>>>>

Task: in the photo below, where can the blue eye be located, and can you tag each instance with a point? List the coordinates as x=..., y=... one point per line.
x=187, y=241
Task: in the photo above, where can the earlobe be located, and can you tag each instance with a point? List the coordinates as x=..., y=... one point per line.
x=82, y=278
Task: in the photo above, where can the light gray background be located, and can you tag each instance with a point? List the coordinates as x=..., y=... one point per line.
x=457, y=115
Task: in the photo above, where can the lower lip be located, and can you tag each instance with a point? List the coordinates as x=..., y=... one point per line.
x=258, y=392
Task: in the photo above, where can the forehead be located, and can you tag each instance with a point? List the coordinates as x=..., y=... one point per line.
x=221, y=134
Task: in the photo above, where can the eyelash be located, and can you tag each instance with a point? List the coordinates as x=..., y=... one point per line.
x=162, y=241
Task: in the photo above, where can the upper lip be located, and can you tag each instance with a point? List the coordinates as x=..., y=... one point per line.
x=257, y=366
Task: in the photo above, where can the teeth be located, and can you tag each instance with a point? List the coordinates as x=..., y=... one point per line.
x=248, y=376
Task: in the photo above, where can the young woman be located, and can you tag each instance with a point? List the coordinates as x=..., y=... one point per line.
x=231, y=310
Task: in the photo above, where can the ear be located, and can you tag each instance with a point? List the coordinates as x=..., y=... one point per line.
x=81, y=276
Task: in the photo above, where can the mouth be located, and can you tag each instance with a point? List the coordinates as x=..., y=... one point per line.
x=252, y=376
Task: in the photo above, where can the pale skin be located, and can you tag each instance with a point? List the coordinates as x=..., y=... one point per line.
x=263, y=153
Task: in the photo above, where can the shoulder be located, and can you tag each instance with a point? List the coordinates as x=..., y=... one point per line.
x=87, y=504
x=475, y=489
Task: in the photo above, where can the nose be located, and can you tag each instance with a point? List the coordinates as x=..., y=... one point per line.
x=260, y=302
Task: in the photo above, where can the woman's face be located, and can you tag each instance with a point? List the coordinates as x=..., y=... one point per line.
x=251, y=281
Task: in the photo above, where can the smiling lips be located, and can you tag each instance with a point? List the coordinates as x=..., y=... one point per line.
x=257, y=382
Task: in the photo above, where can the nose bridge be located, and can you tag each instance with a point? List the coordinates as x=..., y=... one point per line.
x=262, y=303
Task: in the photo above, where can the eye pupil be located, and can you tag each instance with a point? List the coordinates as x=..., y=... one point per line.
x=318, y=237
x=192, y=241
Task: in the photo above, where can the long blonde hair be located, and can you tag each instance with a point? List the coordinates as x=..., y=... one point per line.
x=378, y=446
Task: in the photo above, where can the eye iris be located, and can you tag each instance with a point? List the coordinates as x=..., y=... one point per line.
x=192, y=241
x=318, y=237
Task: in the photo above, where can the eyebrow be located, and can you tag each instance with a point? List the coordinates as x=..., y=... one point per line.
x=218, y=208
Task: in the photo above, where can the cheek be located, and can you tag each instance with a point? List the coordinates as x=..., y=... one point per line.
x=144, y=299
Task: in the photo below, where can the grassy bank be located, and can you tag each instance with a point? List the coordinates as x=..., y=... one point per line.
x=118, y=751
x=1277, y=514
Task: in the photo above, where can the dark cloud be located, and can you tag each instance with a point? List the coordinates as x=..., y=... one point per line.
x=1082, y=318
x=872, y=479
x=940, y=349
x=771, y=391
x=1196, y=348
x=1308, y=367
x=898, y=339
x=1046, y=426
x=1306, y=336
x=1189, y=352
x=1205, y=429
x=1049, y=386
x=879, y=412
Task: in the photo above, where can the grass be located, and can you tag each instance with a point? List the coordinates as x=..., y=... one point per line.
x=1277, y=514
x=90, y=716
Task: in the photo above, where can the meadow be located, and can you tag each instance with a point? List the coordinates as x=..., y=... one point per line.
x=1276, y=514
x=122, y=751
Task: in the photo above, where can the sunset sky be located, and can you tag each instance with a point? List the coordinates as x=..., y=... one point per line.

<<<<

- _ASSIGNED TASK_:
All the records, from start to finish, are to be repeated exactly.

- _ANSWER TO THIS PROBLEM_:
Task: in the photo below, where can the blue eye be located, and can you tag each instance with a point? List the coordinates as x=..., y=... one point per line.
x=187, y=241
Task: in the photo above, where can the earlobe be located, and can you tag each instance with a point? List the coordinates as x=..., y=... one point per line.
x=82, y=278
Task: in the photo above, where can the light gray background be located, and can you tag each instance with a point? List the coordinates as x=..., y=... one point per line.
x=457, y=115
Task: in the photo above, where can the lower lip be located, and can you tag each instance with a point? List the coordinates as x=..., y=... one point per line.
x=258, y=392
Task: in the photo above, where can the forehead be located, and can you tag each instance with a point? List the coordinates as x=..., y=... one point per line.
x=221, y=134
Task: in the photo above, where can the eyelash be located, and can you tag each instance with a point? List the coordinates as x=..., y=... one point per line.
x=162, y=241
Task: in the photo above, where can the upper lip be located, and can you tag each instance with a point? List the coordinates as x=..., y=... one point per line.
x=257, y=366
Task: in the photo above, where can the teeth be located, and can you tag each instance with a point? List the coordinates as x=..., y=... one point per line.
x=248, y=376
Task: in the photo above, where can the young woman be located, and can you tag each instance with a point? List the coordinates as x=..., y=... one point per line.
x=231, y=310
Task: in the photo above, where can the ear be located, and can you tag each instance with a point? List the coordinates as x=..., y=... one point per line.
x=81, y=276
Task: in the photo above, where can the mouth be located, and can you tag each instance with a point? List the coordinates as x=..., y=... one point per line.
x=252, y=376
Task: in the photo above, where can the pale skin be located, and can you tag each instance with a point? List the coordinates as x=..., y=... one point per line.
x=263, y=153
Task: in the photo above, where can the shoulder be located, and can you tag each instance with a point? List the coordinates as x=..., y=... one point per line.
x=87, y=504
x=475, y=489
Task: in the photo above, where can the nose be located, and can you tag each instance with a point? List the coordinates as x=..., y=... one point per line.
x=260, y=302
Task: in the photo above, where can the woman's face be located, and can you tag each instance with a point? List the coordinates as x=..., y=... one point per line.
x=251, y=281
Task: in the photo above, where can the smiling lips be located, and can you tag each instance with a point? List the coordinates as x=..., y=... one point per line.
x=257, y=382
Task: in the photo above, where can the nose bridge be located, and can you tag each instance with a point? List the coordinates as x=..., y=... one point per line.
x=262, y=303
Task: in the photo above, where can the eye pupil be located, and can you tag each instance with a point? List the coordinates as x=..., y=... one point per line.
x=318, y=237
x=192, y=241
Task: in the photo above, where can the long blonde hair be located, and can you tag each instance with a point? List the coordinates as x=..., y=... one point per line.
x=378, y=446
Task: in the photo above, where can the eye iris be located, and can you tag each instance with a point? List the coordinates as x=..., y=... one point per line.
x=192, y=241
x=318, y=237
Task: in the photo above, where can the eyebrow be located, and can you tag each instance with a point? List the coordinates as x=..., y=... one point per line.
x=218, y=208
Task: in the photo above, where can the cheek be located, and can you tag each instance with a point? List the coordinates as x=..., y=... one point per line.
x=144, y=299
Task: in the photo below, where can the grassy bank be located, and can you tag each instance with a point? List the coordinates as x=..., y=... one point per line.
x=118, y=751
x=1277, y=514
Task: in the photo above, where can the dark cloud be located, and can you tag each instance with a point? List the coordinates as x=..., y=... one point per line.
x=1082, y=318
x=872, y=479
x=940, y=349
x=771, y=391
x=1196, y=348
x=1308, y=367
x=898, y=339
x=1046, y=426
x=1306, y=336
x=1189, y=352
x=1205, y=429
x=1049, y=386
x=879, y=412
Task: in the photo above, where can the grass be located, and can you tag each instance with a point? List the coordinates as x=..., y=... one point per line.
x=1277, y=514
x=90, y=716
Task: in the photo above, where can the meadow be located, and can you tag each instance with a point? List the coordinates as x=..., y=... one point per line.
x=1276, y=514
x=122, y=751
Task: in the photo above, where can the sunset sky be located, and can you tag each instance with a point? List the coordinates as x=..., y=... one point per line.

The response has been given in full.